* _SELECTED EXTRACT_
▽
Danica Rubenstein didn’t get her trip to San Diego.

And then she found out she still had high-profile homework to do.

In the end, though, both worked out — much like those calls from the principal’s office seem to be doing, Stacey Sylvester said Friday.

Sylvester is a former teacher who now serves as assistant principal at Skyview Elementary.

If your kid attends the school on River Road, there’s a chance, during this pandemic-attendance year, that your phone has already chirped with a text from her or a teacher there.

Or, that you’ve opened your email to regard a Skyview message containing your kid’s name in the subject line.

Maybe you have yet to experience either one, the assistant principal said.

However, if and when you do, she has two bits of academic advice: Don’t panic, and don’t assume the worst.

In fact, she said, you can consider either one a good thing.

That’s because the school is looking out for your kid, she said. And, you too.
△
* _STUDY MATERIAL_
▽
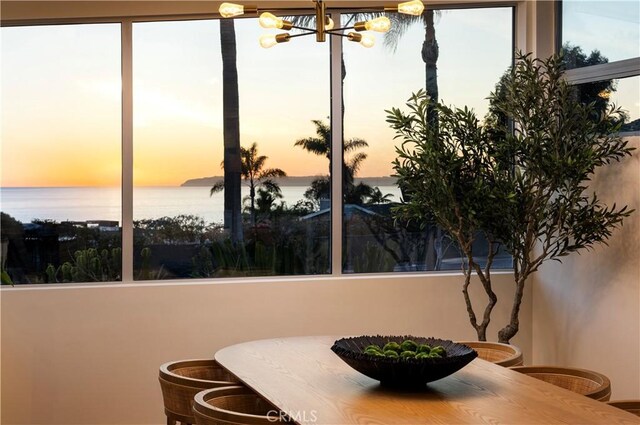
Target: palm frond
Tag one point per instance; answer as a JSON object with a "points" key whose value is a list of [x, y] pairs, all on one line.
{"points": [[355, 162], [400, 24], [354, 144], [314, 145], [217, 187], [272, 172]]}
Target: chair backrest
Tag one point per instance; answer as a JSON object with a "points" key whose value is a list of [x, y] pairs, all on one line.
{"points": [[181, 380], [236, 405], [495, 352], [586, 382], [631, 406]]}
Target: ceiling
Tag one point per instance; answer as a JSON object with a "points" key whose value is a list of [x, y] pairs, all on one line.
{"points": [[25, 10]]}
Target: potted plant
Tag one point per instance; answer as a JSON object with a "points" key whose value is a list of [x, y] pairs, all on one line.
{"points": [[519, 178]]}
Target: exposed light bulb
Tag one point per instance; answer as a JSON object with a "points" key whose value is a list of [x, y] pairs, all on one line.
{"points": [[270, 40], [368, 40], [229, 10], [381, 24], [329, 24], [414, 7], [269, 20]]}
△
▽
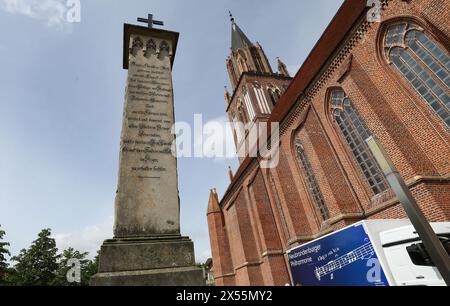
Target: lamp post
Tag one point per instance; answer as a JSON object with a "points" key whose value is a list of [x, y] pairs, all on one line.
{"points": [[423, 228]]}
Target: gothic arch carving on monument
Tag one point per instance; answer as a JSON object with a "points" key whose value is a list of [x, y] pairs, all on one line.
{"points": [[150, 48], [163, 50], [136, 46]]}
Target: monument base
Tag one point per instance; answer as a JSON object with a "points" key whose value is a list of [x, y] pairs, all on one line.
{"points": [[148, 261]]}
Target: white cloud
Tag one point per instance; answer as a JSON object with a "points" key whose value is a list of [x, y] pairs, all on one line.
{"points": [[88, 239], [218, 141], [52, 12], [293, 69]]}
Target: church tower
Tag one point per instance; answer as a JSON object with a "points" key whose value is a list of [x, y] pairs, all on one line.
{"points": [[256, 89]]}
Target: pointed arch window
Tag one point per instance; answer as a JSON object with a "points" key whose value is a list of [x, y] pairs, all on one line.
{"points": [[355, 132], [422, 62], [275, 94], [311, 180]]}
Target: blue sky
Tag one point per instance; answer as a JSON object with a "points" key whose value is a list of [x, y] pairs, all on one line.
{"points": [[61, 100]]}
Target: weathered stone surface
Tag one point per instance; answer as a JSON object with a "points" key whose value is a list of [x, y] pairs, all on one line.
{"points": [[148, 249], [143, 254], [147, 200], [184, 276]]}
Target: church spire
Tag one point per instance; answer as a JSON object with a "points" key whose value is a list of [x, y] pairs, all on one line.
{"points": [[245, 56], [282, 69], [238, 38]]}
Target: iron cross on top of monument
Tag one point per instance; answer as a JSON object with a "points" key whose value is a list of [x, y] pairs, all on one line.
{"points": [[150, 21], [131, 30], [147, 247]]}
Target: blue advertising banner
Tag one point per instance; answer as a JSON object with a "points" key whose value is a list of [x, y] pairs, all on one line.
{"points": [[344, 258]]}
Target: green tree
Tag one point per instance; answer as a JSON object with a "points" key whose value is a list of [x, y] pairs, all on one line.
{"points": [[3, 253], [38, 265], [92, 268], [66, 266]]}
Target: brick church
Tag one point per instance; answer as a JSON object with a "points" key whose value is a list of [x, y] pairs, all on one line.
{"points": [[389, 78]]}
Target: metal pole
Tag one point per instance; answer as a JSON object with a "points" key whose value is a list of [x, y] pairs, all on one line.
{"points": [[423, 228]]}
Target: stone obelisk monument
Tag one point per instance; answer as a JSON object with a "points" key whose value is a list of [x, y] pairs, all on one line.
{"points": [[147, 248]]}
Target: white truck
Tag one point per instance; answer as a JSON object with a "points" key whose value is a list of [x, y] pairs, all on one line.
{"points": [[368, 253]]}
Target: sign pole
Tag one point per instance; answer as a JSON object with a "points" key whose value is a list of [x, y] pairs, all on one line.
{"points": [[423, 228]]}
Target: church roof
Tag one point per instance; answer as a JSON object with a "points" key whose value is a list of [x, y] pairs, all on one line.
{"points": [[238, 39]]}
△
* _PROBLEM_
Return word for word the stretch of the Skyview Elementary article that begins at "If your kid" and stops after "the subject line.". The rows have no connection to the Skyview Elementary article.

* _EXPECTED ANSWER_
If your kid attends the school on River Road, there’s a chance, during this pandemic-attendance year, that your phone has already chirped with a text from her or a teacher there.

Or, that you’ve opened your email to regard a Skyview message containing your kid’s name in the subject line.